◆ TASKS TO COMPLETE ◆
1: According to the passage on missing adults, why are mentally ill people who leave their home area unlikely to be located?
2: Translate this sentence from the passage on missing adults into Spanish: "The private National Center for Missing Adults maintains the most extensive publicly available list (www.theyaremissed.org), but its site includes only about 1,173 names, and only a fraction of those are mentally ill."

Officials at Project Jason, a Nebraska organization that spotlights missing people, said the media have covered only one of their last seven press releases about a missing adult, most of whom have mental illness.
Once mentally ill people leave their home area, advocates say, they're unlikely to be located unless police stop them by chance and run their name through the FBI's National Criminal Information Center, which has a list of missing people that is available only to law enforcement agencies.
The private National Center for Missing Adults maintains the most extensive publicly available list (www.theyaremissed.org), but its site includes only about 1,173 names, and only a fraction of those are mentally ill.
''Not only is it like looking for a needle in a haystack, but there's a million haystacks and you're blindfolded," said Kelly Jolkowski, founder of Project Jason (www.projectjason.org), named after her 19-year-old son, who did not have a history of mental illness but disappeared from his Nebraska driveway in 2001. ''There really aren't a lot of resources for missing adults."

◆ RECORDED DATA ◆
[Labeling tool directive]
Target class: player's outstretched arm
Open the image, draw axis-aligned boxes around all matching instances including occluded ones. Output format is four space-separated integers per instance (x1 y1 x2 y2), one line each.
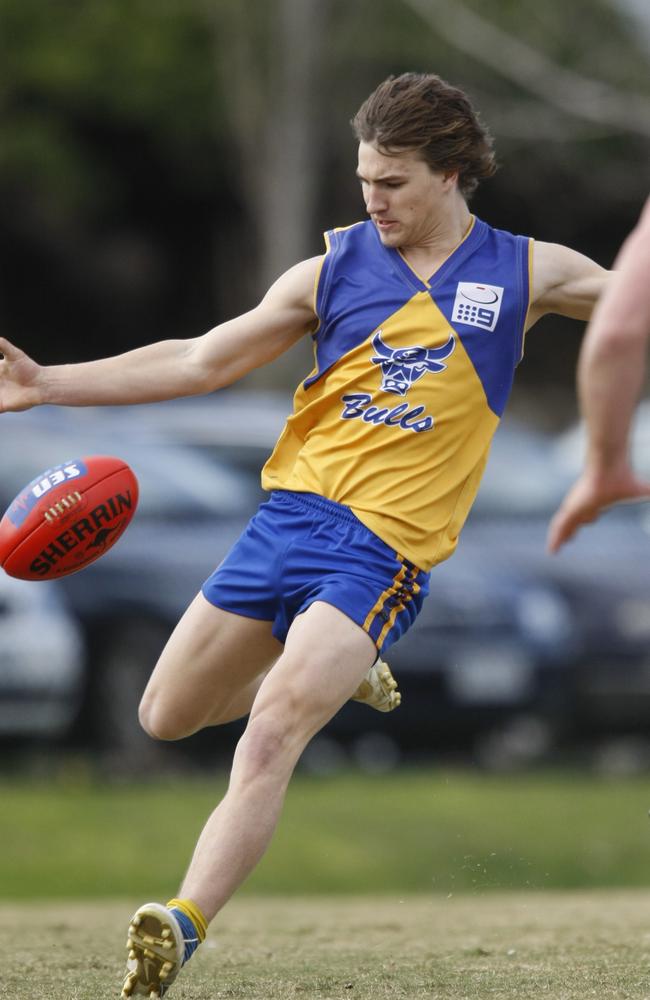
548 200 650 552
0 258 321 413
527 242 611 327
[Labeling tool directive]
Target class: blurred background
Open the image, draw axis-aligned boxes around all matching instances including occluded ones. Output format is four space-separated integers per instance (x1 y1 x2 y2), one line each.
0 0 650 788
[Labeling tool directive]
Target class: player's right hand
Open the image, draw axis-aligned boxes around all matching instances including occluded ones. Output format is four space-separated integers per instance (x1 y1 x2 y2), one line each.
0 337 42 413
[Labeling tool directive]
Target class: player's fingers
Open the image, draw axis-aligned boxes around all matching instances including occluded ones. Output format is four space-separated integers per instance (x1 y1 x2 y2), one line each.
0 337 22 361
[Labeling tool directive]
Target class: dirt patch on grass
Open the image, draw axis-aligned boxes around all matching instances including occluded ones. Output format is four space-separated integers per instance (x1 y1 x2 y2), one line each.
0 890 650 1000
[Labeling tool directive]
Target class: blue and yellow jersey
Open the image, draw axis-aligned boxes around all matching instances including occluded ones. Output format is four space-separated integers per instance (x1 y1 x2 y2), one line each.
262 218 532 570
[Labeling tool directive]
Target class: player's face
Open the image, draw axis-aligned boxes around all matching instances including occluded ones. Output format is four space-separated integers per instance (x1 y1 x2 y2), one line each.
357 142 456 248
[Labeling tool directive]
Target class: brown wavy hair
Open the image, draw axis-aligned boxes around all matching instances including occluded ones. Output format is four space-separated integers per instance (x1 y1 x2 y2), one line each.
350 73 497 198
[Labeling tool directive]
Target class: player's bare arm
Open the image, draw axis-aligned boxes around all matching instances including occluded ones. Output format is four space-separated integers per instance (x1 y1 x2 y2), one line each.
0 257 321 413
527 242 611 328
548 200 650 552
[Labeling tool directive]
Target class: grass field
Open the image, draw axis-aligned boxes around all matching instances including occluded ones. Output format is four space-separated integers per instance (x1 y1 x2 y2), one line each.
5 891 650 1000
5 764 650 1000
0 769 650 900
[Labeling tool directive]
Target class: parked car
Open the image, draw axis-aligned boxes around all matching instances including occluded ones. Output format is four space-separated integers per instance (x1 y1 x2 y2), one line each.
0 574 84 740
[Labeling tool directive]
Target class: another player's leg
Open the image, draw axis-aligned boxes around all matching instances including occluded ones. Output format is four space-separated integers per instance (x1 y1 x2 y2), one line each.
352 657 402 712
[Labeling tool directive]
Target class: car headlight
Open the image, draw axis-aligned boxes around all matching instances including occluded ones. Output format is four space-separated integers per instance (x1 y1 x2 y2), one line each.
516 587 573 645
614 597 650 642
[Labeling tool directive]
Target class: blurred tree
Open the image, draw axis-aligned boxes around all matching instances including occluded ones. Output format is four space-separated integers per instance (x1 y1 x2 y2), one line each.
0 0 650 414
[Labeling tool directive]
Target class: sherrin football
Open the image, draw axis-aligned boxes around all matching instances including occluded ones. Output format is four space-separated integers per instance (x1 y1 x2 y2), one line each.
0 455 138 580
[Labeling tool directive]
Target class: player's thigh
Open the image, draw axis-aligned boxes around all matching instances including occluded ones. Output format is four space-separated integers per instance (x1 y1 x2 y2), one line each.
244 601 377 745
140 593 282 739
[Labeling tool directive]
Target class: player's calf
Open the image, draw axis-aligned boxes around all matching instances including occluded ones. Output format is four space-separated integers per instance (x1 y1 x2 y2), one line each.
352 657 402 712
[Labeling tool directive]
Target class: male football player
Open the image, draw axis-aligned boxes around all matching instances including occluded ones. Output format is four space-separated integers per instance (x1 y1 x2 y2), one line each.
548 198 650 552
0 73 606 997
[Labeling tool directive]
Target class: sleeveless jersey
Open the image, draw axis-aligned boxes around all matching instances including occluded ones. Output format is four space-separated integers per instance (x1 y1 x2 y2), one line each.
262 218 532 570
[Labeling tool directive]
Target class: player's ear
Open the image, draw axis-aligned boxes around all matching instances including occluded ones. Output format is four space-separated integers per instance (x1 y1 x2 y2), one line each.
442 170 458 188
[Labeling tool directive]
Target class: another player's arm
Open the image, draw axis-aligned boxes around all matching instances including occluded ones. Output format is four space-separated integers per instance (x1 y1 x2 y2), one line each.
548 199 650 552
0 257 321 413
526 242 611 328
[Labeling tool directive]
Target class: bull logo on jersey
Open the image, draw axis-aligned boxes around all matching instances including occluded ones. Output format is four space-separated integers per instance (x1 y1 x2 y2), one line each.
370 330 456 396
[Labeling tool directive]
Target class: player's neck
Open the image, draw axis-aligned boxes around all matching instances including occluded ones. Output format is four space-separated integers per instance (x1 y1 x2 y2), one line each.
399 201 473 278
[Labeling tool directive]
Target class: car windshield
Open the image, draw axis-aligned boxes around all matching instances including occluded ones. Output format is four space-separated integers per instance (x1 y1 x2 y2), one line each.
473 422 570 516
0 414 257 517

◆ ANSWERS TO THE TASKS ◆
1: Advocates say such people are unlikely to be found unless police stop them by chance and run their name through the FBI's National Criminal Information Center. The center's list of missing people is available only to law enforcement agencies.

2: El Centro Nacional para Adultos Desaparecidos, de carácter privado, mantiene la lista más extensa disponible al público (www.theyaremissed.org), pero su sitio incluye solo unos 1.173 nombres, y solo una fracción de ellos tiene una enfermedad mental.